Text to read -
↓

I always refrigerate Campari, Cynar, Punt e Mes, Lillet Blanc, all vermouth, all sherry, ruby port, and pretty much anything that's wine-based or low in alcohol -- as well as St-Germain liqueur. Campari and Cynar et al do last pretty long, at least a few months, but they begin to get a musty-ish taste and you know it's starting to go. As for websites, I'm not sure. I know the Sherry Council has some guidelines for its sherries, but don't really know any others.

Hi Rangers, I'm perplexed by a problem I'm having hard-boiling eggs. I have one of those egg cooking gadgets, that I use. It does a fine job hard-boiling them, except that almost all of them end up with cracked shells when they're done. I usually cook them almost straight from the fridge. Should I be letting them get to room temperature before I start cooking them? Thanks!!

↑

Provided material -
↓

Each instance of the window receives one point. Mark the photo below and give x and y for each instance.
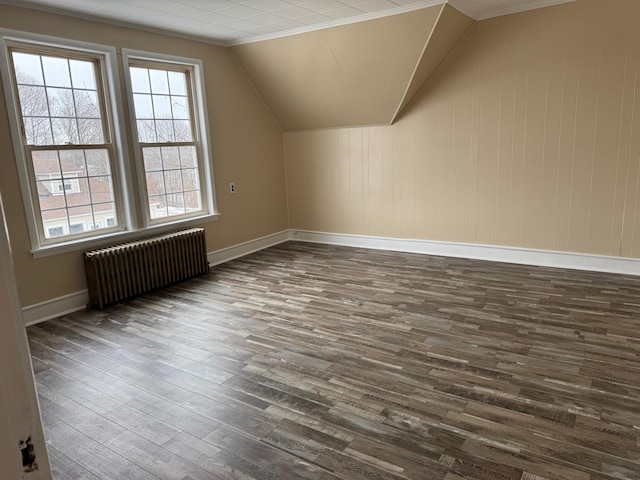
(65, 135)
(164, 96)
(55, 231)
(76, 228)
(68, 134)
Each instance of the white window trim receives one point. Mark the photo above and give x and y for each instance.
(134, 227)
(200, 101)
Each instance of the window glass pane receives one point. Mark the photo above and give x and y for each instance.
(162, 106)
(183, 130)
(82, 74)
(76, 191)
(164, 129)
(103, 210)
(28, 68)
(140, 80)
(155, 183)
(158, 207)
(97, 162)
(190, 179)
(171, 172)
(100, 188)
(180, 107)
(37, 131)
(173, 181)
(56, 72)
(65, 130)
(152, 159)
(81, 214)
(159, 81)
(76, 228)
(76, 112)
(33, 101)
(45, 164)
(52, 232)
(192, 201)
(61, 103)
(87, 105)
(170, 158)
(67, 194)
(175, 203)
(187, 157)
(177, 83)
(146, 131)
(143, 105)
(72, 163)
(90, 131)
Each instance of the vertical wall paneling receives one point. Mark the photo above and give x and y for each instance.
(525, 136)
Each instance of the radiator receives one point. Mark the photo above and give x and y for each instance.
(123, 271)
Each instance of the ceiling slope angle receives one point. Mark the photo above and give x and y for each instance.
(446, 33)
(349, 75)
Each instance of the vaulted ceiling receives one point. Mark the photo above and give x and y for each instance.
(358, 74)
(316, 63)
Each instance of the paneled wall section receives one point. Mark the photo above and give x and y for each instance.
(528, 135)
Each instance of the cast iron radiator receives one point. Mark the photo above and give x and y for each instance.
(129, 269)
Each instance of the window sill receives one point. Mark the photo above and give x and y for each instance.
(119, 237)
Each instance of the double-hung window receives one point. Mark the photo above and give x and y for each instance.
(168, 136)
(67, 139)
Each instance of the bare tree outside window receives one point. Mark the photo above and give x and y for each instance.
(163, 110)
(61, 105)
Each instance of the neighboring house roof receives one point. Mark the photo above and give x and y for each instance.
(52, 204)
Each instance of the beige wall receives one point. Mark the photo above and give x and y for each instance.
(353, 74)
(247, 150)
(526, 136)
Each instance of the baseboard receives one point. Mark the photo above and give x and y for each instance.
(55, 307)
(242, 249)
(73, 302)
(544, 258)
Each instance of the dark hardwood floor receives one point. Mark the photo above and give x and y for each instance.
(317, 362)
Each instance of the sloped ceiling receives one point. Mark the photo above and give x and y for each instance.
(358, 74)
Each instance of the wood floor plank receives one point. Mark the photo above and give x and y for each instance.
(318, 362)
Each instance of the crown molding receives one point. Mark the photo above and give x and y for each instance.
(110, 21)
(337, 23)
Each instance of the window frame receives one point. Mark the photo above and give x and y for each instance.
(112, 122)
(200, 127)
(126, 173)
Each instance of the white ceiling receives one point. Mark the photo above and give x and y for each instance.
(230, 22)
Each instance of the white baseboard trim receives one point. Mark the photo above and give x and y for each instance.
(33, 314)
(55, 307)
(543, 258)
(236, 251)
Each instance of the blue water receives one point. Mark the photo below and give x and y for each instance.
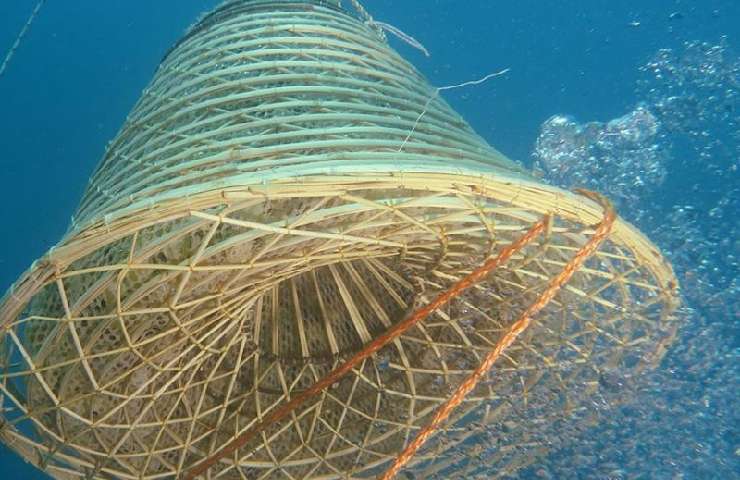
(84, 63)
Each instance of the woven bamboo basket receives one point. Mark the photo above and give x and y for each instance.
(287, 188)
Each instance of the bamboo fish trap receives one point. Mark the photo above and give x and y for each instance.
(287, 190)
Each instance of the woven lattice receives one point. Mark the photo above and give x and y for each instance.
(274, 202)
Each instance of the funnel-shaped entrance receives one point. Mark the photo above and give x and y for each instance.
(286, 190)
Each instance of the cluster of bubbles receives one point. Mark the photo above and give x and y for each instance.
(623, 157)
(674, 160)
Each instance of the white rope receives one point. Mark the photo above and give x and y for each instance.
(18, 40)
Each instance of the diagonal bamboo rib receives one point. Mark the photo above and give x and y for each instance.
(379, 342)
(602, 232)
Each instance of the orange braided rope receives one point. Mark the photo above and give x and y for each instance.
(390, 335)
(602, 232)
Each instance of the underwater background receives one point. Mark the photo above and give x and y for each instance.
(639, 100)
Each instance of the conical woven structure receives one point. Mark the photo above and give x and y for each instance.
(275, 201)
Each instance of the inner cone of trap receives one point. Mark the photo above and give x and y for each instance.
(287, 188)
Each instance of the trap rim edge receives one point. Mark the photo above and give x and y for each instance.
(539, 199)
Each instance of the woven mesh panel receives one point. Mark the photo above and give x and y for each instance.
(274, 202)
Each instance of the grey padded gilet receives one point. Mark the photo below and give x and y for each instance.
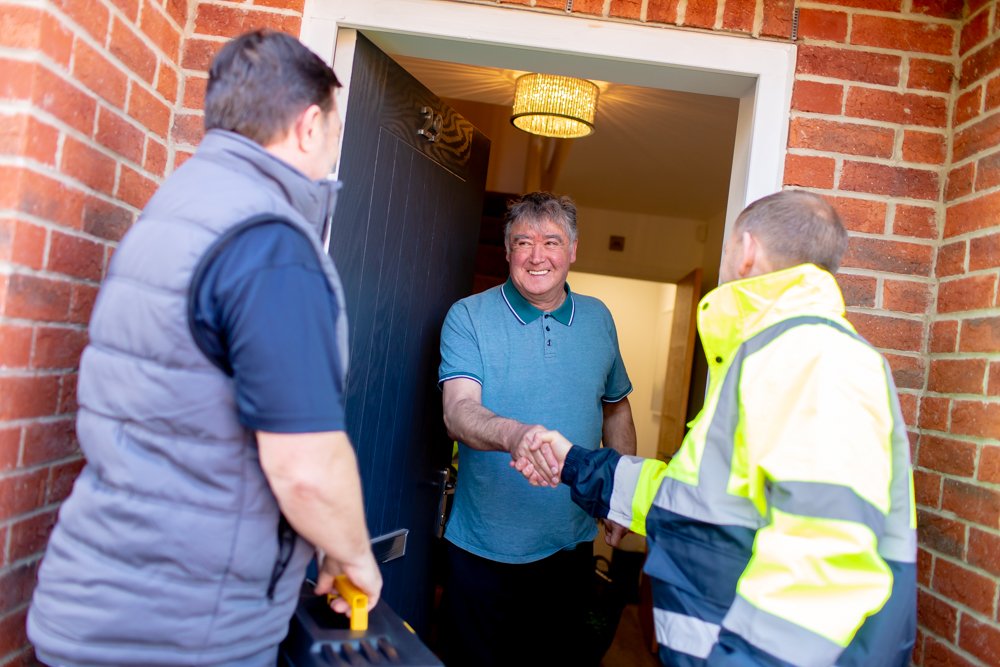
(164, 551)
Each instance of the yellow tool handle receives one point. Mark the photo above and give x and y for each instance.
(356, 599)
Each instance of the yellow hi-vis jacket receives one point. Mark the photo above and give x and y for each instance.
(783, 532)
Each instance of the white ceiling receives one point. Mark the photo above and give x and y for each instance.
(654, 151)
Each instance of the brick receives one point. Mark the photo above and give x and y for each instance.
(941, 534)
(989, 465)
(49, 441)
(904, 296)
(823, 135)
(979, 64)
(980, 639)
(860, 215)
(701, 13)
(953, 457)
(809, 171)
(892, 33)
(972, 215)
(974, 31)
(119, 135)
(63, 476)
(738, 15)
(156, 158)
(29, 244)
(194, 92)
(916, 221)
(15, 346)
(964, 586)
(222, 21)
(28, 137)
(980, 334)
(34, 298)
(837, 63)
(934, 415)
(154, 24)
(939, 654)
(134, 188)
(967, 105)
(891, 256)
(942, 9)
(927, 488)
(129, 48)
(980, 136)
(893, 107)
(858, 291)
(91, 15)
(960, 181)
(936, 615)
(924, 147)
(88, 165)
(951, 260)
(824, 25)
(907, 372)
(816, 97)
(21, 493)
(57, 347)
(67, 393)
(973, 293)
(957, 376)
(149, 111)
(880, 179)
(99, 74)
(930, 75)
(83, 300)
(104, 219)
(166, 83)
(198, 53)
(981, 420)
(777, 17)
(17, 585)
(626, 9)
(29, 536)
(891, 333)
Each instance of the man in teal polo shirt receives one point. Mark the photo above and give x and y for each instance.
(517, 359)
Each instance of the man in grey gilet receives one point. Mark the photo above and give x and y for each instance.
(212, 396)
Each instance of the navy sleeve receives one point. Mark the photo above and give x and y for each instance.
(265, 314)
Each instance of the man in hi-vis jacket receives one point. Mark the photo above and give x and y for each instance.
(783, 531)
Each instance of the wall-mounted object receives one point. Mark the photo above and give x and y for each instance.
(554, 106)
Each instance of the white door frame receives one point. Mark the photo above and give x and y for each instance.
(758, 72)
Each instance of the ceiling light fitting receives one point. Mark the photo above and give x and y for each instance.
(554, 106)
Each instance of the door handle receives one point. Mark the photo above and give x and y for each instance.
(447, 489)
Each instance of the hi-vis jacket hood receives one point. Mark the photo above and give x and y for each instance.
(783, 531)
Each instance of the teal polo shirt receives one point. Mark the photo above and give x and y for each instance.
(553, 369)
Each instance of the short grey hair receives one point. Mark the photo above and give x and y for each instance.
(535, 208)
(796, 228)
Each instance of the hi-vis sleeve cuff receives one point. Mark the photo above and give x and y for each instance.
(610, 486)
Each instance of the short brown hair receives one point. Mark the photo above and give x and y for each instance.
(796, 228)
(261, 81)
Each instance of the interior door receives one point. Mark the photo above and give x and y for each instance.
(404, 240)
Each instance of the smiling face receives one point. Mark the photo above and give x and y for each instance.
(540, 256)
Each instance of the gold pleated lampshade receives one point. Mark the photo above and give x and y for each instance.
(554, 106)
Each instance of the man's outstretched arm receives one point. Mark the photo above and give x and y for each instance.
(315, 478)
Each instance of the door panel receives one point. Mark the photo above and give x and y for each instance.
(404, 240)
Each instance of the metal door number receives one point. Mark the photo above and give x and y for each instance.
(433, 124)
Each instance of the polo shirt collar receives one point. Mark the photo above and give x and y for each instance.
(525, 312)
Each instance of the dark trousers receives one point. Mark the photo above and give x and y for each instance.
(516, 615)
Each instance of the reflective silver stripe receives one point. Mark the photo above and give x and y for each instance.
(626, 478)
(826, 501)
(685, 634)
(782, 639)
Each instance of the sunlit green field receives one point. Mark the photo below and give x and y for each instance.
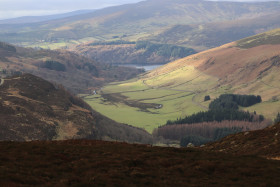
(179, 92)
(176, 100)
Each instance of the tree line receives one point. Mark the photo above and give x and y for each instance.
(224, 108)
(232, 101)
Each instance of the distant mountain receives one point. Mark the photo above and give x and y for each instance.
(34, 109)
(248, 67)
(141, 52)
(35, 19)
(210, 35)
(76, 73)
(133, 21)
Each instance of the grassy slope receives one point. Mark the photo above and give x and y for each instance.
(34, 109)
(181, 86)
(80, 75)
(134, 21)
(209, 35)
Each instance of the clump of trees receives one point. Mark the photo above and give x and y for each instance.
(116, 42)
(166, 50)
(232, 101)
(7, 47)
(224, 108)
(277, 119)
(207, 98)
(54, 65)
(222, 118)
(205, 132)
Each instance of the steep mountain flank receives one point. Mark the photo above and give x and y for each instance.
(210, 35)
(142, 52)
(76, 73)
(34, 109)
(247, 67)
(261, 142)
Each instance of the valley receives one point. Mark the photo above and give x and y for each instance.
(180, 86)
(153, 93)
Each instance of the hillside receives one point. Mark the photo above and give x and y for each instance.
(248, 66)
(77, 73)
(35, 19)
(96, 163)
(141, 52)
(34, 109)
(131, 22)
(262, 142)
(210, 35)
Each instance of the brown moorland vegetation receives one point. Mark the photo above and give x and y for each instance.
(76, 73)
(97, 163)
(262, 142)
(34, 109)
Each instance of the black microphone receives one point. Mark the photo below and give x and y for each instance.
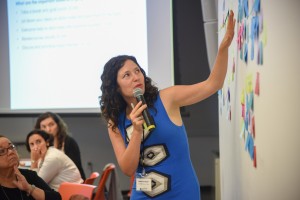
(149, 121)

↑

Work instructions -
1. Duplicate the stretch of the forum text above from "I always refrigerate" through "know any others.", word for word.
2. Please turn the paragraph of the forum text beginning "I always refrigerate Campari" into a short bulleted list that keeps its main facts.
3. Take the forum text above further, starting right after its final sentence, without drawing on the material.

Exercise answers -
1.
I always refrigerate Campari, Cynar, Punt e Mes, Lillet Blanc, all vermouth, all sherry, ruby port, and pretty much anything that's wine-based or low in alcohol -- as well as St-Germain liqueur. Campari and Cynar et al do last pretty long, at least a few months, but they begin to get a musty-ish taste and you know it's starting to go. As for websites, I'm not sure. I know the Sherry Council has some guidelines for its sherries, but don't really know any others.

2.
- Kept in the refrigerator: Campari, Cynar, Punt e Mes, Lillet Blanc, all vermouth, all sherry, ruby port, St-Germain liqueur, and nearly anything wine-based or low in alcohol.
- Campari, Cynar and similar bottles last at least a few months, but a musty taste signals they are starting to go.
- The writer isn't sure of any websites on the subject, apart from some guidelines the Sherry Council offers for its sherries.

3.
They don't need to be at room temperature. Try poking a tiny pinhole in the wide part of the shell. I poke the shells, put the eggs in a pot, cover with cold water, bring to a rolling boil, remove from heat, then cover and let the eggs sit for 20 minutes. That works well for me. Crack the shells all over--they usually peel right off.

When recipes call for x number of scallions, are they referring to the bulbs carrying any number of shoots, or the shoots themselves?

"X" means the count of whole scallions -- usually 5 to 7 in a grocery-store bunch. In Post recipes, we often call for using the white and light-green parts, which means we cut off the root end, then start cutting all the way up to where the green gets dark and a little tough.

I attended a Bar-Mitzvah over the weekend and was served Teriyaki Glazed Salmon on a bed of braised spinach, topped w/carmelized onions. I can't tell you how good it was. Do you think you could help me replicate it at home please? 1) What temp do I bake salmon? 2) What is braising? 3) Is the rule with caramelizing low and slow and do I need to add liquid and/or salt/sugar?

You could try this recipe. It's chilled because it was developed to be picnic food, but you can serve it warm, right out of the oven.  We have a ton of good salmon recipes; here's a quick link to peruse.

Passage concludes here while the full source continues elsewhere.